▸ **Reading text**
<<<<
Well, iThinker2, it's good to know that people who wrote code for NASA back in the 1960s are still here on planet Earth! Many of my COBOL and assembler colleagues of the 1970s have already departed for the great compiler in the sky. If you're currently in retirement, this coding revision contest could be a fun gig for you with a dash of reminiscing. If you jump in, keep us informed! (I remember LTV mostly as a builder of major Boeing 747, 757, and 767 subassemblies -- vertical stabilizers, if memory serves.)
Wolfram Mathematica speeds up FORTRAN.
Legacy Code is a proverbial pain to make sense of. Particularly if has been written by a number of programmers/developers over a number of years and documentation simply does not exist.
Potentially the only way to deal with it is to use the human brain to make sense of it. But with, perhaps, many thousand lines of code doing this totally manually is a non-starter.
However, that does not rule out a semi-automated way. Developers tend to use syntactical constructs with which they are familiar and  many similar constructs are likely to present in the source code.
A program to extract such "groups of similar syntax" - presenting the results in easily interpretable diagrammatic form, is I suggest, a useful starting direction. 

Terry Bourne
Wow! I remember handing stacks of numbered punched cards to the "window" (A person manning it at the time) with FORTRAN lines of code at Courant Institute way back in the 60's. Now looking at Tensorflow 1.2, and realizing that I am really old!
I share your pain. Decades ago, I learned to program using an ancient 029 card punch machine, because that's all the school at the time. Not everyone punched sequence numbers into their giant card decks. Drop a deck and there was no way to put a thousand or more cards back in order. Other places I trained had machines that generated punched yellow paper tape. That was a vast step up.
I learned Fortran in engineering school, but used it mostly for business applications. In one use, Boeing had developed a user based "language" that was not very efficient. I reprogrammed portions of it in Fortran and saved the government $400,000 a year in operations costs. For me, Fortran was really efficient.
How does one even run the code that NASA wants you to enhance? Are they giving access to the supercomputer?
>>>>
▸ **Data provided**
<<<<
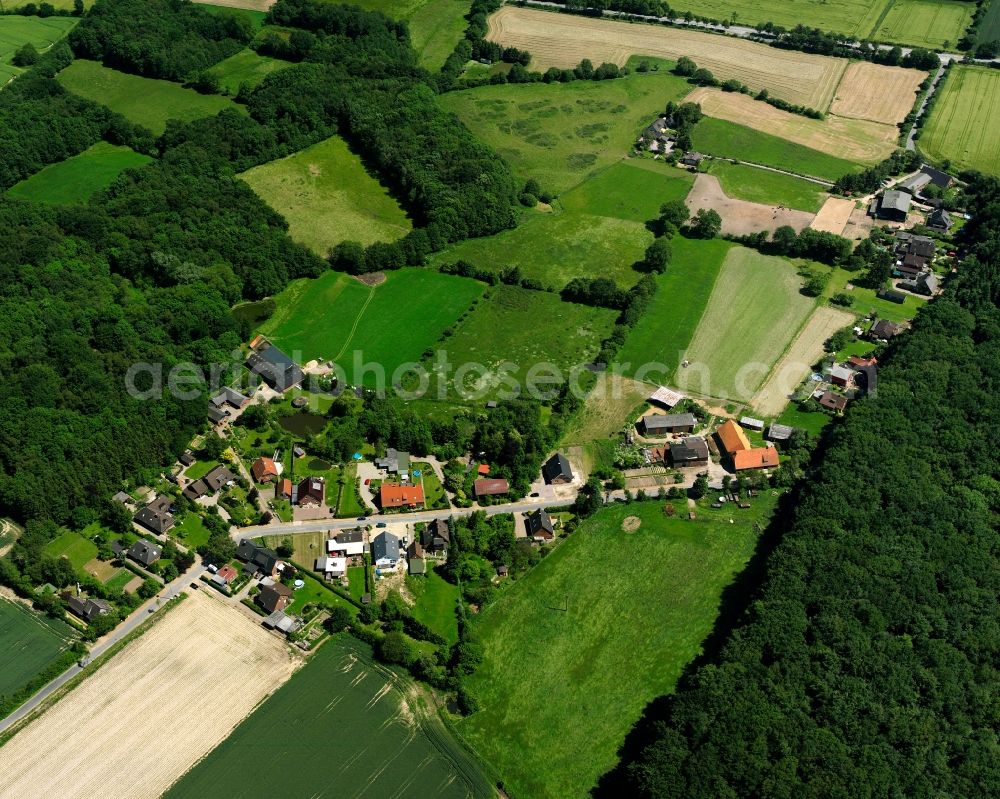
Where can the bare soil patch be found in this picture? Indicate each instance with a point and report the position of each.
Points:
(877, 93)
(740, 217)
(794, 366)
(833, 216)
(562, 40)
(852, 139)
(151, 712)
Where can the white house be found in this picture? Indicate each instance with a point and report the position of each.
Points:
(332, 568)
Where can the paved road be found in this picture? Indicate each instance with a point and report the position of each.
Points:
(291, 528)
(121, 631)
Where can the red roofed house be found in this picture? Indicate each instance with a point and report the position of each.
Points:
(491, 487)
(264, 470)
(399, 496)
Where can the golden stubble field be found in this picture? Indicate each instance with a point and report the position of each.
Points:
(563, 40)
(150, 713)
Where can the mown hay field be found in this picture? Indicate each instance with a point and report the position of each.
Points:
(145, 101)
(937, 24)
(573, 651)
(152, 711)
(832, 138)
(328, 197)
(755, 311)
(963, 124)
(561, 133)
(29, 642)
(342, 726)
(562, 40)
(877, 93)
(74, 180)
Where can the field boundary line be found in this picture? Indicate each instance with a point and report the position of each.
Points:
(357, 321)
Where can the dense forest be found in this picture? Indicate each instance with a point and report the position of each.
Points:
(866, 665)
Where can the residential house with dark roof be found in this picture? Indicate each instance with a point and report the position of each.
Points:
(156, 516)
(275, 368)
(264, 470)
(538, 526)
(392, 496)
(689, 451)
(274, 597)
(88, 609)
(145, 552)
(311, 491)
(659, 424)
(491, 487)
(436, 537)
(258, 558)
(557, 470)
(385, 551)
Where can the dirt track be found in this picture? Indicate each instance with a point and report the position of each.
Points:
(149, 714)
(740, 217)
(795, 365)
(833, 216)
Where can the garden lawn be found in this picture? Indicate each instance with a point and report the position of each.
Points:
(670, 322)
(328, 197)
(770, 188)
(29, 642)
(74, 180)
(755, 311)
(561, 133)
(936, 24)
(574, 651)
(145, 101)
(245, 67)
(728, 140)
(511, 329)
(392, 324)
(436, 601)
(79, 551)
(963, 123)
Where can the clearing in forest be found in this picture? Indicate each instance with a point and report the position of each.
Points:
(563, 40)
(152, 711)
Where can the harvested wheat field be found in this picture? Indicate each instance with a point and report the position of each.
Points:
(796, 364)
(852, 139)
(877, 93)
(740, 217)
(562, 40)
(833, 216)
(152, 711)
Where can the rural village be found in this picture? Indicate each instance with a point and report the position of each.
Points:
(369, 538)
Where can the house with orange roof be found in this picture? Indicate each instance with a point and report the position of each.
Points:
(392, 496)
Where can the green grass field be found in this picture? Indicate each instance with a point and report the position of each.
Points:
(561, 133)
(17, 31)
(29, 642)
(436, 600)
(392, 324)
(755, 311)
(963, 123)
(73, 181)
(728, 140)
(436, 26)
(145, 101)
(342, 726)
(246, 67)
(937, 24)
(74, 547)
(851, 17)
(670, 322)
(575, 650)
(328, 197)
(521, 328)
(770, 188)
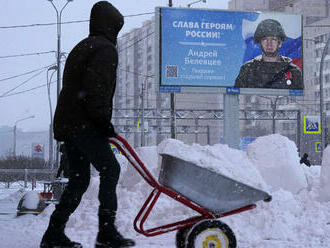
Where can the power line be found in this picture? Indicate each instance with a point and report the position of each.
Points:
(25, 73)
(25, 54)
(68, 22)
(35, 75)
(24, 91)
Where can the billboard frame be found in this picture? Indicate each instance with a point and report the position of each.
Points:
(212, 89)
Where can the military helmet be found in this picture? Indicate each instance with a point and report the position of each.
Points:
(269, 27)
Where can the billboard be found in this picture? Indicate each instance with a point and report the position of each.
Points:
(37, 150)
(216, 48)
(312, 124)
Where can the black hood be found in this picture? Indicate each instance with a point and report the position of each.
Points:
(105, 20)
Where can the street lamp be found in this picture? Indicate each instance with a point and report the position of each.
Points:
(323, 123)
(14, 142)
(189, 4)
(51, 145)
(59, 16)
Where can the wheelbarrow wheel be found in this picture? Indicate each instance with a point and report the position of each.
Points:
(181, 236)
(211, 234)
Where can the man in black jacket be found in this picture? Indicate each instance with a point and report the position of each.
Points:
(83, 122)
(270, 70)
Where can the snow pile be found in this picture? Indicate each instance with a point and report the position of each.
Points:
(293, 219)
(277, 160)
(325, 176)
(218, 158)
(31, 200)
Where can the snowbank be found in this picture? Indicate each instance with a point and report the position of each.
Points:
(277, 160)
(290, 220)
(325, 176)
(218, 158)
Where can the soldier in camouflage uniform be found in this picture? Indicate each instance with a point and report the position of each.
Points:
(270, 70)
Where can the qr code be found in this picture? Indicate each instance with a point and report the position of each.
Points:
(171, 71)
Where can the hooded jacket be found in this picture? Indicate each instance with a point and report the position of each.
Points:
(89, 78)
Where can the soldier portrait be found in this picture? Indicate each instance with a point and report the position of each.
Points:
(270, 69)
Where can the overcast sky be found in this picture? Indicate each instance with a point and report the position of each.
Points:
(18, 99)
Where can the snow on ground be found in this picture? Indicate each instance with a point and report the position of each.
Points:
(295, 217)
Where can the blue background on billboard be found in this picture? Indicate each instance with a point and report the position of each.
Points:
(176, 45)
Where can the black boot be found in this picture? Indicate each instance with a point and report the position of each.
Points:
(112, 239)
(56, 238)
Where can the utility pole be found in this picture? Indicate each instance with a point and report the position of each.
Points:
(58, 58)
(14, 136)
(322, 118)
(172, 96)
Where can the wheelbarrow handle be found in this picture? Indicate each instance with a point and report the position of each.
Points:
(134, 159)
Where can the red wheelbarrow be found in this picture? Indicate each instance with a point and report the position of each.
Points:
(210, 194)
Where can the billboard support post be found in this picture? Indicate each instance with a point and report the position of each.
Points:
(323, 123)
(231, 121)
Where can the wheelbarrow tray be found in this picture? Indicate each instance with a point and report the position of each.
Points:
(208, 189)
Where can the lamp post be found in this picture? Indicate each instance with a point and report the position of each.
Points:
(189, 4)
(323, 122)
(58, 57)
(14, 142)
(51, 145)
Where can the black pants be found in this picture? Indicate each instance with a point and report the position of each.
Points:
>>>>
Pick up the comment thread about rewriting NASA's old FORTRAN code and continue it after its final comment.

▸ **Exercise response**
To Whom It May Concern:

My name is Dinu Leonte. I worked as Analyst Programmer at National Power Dispatch (NPD) in Bucharest, Romania. In early 70s were many programs written in FORTRAN IV regarding among others  Dynamic Stability and Power Optimization. Meanwhile all these programs have been replaced. Late 70s a tele informational system based on EMS/SCADA was developed and implemented with Siemens process computers (320 and 330 Prozesrechners) running Assembly Languages programs(BIAS).

I left NPD immigrating in the USA with my kernel family in the summer of 1990. My work for PhD thesis has programs written in ALGOL with NAL modules and is entitled "Contributions to the Nonsymmetrical regimes using the nodal Impedance matrix Zn" sustained publicly in 1982 at the Polytechnic University in Bucharest. If you need some help for this background, I will make myself available in this regard. Thank you. Dr. Dinu Leonte 

Wow... de ja Fortran. My first class on my first day of college was a Fortran IV class. No if-else as in Fortran 77... just goto's and labels. Same punch card at the window experience as PaoloTCS. And with the very basic punch card machines at the university (no duplication et al), very short variable names were a necessity to reduce the number of type-o's... which meant eject the card and start all over on that line of code. Comments? No time for that!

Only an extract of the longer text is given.